À partir du 30 août, près de 1,8 million de professionnels seront obligés de présenter un passe sanitaire valide pour pouvoir travailler. Si son extension à toutes les entreprises «n’est pas d’actualité», a assuré le Premier ministre, le monde du travail s’interroge.
Dès lundi, les salariés, bénévoles, prestataires, intérimaires, sous-traitants qui interviennent dans les établissements où il est demandé aux usagers sont concernés par l’obligation de présentation du passe sanitaire, indique le ministère du Travail sur son site. Dans le détail, il s’agit des employés qui exercent dans :
– des lieux de loisirs et culturels (musées, cinémas, théâtres, salles de sport, discothèques, festivals et salles de concert, parcs d’attraction, etc.) ;
– des établissements de restauration commerciale ou des débits de boissons (hors restauration d’entreprise et restauration professionnelle routière et ferroviaire) ;
– des foires, séminaires et salons professionnels ;
– des activités de transport public de longue distance (trains, bus, avions) au sein du territoire national, pour des trajets inter-régionaux ;
– des grands magasins et centres commerciaux (plus de 20 000 mètres carrés), sur décision des préfets de département.
Cette obligation est prévue dans le cadre de la loi relative à la gestion de la crise sanitaire, publiée au Journal officiel le 6 août. Et, officiellement, l’exécutif n’envisage pas de nouvelles extensions. «Au moment où je m’exprime, le passe sanitaire dans l’entreprise n’est pas d’actualité», a assuré jeudi sur RTL le chef du gouvernement, Jean Castex.
Le passe sanitaire «est un outil parmi d’autres» mais «la finalité, c’est la vaccination», a-t-il ajouté. De nombreuses questions demeurent toutefois en suspens. «Il y a tellement de situations de flous, d’inégalités entre les travailleurs, entre les entreprises que je suis convaincu que cette loi va être corrigée, et étendue à de nouvelles professions», estime Benoît Sevilla, avocat spécialisé en droit du travail, interrogé par Le Figaro.
Chez L’Oréal, seuls les commerciaux sont concernés
Le juriste cite l’exemple «des employés des restaurants d’entreprises qui ne sont pas censés présenter de passe sanitaire, même s’ils travaillent dans une entreprise soumise au passe sanitaire. Pourtant, leurs collègues de restaurants classiques sont concernés par l’obligation du passe sanitaire».

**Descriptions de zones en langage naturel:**
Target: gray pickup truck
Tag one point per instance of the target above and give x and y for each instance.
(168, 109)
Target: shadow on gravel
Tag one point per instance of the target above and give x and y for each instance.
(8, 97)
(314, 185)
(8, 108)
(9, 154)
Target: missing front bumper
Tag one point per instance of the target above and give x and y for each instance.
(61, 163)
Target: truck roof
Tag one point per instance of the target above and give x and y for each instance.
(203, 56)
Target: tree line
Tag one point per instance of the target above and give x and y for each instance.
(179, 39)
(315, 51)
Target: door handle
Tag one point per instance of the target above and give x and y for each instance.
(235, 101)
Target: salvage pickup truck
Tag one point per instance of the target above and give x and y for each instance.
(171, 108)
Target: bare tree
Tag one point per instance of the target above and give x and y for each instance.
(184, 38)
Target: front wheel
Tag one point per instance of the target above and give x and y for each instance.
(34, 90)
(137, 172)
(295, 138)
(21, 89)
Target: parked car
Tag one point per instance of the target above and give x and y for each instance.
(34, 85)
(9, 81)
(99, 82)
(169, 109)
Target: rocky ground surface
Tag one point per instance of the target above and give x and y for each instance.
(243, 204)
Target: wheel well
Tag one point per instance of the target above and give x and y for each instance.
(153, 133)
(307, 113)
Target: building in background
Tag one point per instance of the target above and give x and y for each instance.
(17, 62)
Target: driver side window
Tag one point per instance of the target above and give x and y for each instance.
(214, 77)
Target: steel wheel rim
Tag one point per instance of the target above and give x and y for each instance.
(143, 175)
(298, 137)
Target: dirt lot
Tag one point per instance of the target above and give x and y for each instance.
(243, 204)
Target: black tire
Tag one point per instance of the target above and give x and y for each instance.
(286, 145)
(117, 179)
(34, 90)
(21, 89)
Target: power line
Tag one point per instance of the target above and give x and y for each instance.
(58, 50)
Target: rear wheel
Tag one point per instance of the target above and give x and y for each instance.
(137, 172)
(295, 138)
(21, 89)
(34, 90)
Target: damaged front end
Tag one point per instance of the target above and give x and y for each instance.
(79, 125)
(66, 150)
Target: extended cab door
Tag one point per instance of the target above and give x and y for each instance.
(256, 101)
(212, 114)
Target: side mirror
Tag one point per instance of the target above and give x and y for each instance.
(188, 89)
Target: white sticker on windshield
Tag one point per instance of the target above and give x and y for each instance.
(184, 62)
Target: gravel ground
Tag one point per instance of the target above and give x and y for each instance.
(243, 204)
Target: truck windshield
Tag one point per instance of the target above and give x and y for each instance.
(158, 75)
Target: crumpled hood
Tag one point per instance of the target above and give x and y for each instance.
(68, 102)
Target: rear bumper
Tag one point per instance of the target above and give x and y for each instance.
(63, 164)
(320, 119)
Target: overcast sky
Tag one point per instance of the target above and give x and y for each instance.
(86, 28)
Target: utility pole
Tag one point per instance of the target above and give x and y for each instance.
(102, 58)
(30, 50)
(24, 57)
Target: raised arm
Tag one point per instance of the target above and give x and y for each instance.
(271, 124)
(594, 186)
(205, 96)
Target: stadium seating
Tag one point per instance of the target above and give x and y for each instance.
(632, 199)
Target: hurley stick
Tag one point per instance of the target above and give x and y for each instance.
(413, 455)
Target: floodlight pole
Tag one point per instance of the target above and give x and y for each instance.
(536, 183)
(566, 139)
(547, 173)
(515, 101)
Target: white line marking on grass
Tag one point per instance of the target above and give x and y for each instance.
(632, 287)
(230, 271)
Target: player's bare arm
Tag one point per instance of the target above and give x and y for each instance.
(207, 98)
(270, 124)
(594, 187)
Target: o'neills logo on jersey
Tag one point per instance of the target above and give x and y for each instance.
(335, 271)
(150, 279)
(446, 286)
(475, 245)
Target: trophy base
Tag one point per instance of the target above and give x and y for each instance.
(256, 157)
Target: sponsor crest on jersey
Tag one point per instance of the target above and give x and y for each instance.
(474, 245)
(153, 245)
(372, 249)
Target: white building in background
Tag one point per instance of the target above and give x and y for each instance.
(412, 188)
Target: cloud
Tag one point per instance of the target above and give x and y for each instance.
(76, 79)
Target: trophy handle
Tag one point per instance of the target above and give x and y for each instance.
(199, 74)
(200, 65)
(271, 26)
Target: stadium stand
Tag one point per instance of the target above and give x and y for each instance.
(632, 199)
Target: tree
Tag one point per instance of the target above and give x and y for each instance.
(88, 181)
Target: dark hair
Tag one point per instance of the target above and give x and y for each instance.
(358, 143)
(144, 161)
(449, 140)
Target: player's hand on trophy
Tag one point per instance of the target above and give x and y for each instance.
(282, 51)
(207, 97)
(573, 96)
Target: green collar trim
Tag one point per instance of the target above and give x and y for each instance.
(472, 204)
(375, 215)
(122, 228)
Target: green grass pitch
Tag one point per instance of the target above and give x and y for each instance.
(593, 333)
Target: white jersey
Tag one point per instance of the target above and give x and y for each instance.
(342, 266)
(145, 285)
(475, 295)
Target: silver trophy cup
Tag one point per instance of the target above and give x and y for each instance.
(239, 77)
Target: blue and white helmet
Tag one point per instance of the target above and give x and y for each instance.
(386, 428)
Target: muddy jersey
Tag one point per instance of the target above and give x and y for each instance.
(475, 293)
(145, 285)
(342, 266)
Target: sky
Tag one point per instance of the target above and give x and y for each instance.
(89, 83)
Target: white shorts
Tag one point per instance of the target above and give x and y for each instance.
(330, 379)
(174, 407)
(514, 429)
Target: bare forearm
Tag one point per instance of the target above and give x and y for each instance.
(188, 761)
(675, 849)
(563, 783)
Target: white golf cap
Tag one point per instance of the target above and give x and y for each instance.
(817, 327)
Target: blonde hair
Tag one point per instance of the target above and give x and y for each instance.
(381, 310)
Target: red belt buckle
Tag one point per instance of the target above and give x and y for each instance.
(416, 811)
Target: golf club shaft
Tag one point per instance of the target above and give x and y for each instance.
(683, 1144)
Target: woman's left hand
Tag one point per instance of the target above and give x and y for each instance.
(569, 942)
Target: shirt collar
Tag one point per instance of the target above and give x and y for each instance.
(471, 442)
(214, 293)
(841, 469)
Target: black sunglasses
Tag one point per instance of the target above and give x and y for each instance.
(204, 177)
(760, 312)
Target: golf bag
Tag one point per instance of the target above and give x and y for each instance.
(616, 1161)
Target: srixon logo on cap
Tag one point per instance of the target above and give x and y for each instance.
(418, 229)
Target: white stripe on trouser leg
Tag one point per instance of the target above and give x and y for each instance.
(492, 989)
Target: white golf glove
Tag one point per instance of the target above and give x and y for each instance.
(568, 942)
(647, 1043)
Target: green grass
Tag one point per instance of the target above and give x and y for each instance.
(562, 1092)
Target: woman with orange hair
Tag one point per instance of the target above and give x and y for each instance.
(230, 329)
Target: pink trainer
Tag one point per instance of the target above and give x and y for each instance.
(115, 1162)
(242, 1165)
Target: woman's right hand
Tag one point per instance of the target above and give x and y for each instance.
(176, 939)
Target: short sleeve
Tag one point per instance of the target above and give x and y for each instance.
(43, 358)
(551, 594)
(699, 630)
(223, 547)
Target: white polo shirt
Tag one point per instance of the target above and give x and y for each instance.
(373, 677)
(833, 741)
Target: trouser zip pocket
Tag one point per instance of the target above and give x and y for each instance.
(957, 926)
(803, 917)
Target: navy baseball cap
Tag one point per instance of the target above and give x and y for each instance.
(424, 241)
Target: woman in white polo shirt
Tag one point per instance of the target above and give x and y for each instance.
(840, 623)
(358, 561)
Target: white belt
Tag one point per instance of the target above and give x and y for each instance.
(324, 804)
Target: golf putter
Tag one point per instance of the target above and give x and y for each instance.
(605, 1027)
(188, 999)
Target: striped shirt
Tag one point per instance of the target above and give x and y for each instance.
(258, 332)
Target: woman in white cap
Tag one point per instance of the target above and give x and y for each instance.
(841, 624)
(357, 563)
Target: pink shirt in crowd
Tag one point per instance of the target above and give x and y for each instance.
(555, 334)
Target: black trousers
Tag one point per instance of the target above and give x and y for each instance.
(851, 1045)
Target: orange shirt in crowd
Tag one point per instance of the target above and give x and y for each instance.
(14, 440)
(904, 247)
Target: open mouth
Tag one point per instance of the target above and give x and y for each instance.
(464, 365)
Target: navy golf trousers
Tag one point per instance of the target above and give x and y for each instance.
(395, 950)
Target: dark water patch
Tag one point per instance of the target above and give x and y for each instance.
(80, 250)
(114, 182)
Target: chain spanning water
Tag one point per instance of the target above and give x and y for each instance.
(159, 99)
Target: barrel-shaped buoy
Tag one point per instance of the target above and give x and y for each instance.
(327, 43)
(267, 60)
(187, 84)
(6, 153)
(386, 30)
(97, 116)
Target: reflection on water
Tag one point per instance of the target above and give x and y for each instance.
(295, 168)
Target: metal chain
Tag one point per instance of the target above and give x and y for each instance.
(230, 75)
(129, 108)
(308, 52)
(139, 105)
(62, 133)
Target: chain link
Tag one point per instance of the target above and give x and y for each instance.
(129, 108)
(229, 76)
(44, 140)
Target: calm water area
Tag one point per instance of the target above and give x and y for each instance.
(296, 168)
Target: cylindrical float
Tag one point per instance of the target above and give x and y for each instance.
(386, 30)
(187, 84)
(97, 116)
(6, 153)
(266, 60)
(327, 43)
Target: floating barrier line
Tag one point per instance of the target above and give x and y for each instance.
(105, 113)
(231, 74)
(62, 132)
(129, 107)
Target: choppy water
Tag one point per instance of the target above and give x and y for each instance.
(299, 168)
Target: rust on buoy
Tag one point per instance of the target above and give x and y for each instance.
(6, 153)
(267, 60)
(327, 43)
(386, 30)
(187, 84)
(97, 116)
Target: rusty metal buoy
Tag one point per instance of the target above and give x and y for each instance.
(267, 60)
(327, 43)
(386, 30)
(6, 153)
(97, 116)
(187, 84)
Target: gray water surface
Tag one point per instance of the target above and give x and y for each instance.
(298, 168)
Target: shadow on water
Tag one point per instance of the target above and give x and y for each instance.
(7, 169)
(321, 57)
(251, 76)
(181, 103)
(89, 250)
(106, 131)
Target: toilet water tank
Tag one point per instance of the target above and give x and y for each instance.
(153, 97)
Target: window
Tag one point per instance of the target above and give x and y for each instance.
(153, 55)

**CONSIGNES:**
A – Recopiez tout ce qui va de « À partir du » jusqu'à « du travail s’interroge. » dans le texte sur le passe sanitaire au travail.
B – Résumez en deux phrases le texte sur le passe sanitaire au travail.
Vous n'avez pas besoin des données pour ce travail.

**RÉPONSES RÉDIGÉES:**
A –
À partir du 30 août, près de 1,8 million de professionnels seront obligés de présenter un passe sanitaire valide pour pouvoir travailler. Si son extension à toutes les entreprises «n’est pas d’actualité», a assuré le Premier ministre, le monde du travail s’interroge.

B – À partir du 30 août, près de 1,8 million de professionnels devront présenter un passe sanitaire valide pour travailler, notamment dans les lieux de loisirs et de culture, la restauration commerciale, les salons, les transports de longue distance et les grands centres commerciaux. Le Premier ministre Jean Castex assure que le passe sanitaire dans l'entreprise n'est pas d'actualité, mais un avocat en droit du travail estime que la loi crée des flous et des inégalités et qu'elle sera corrigée et étendue.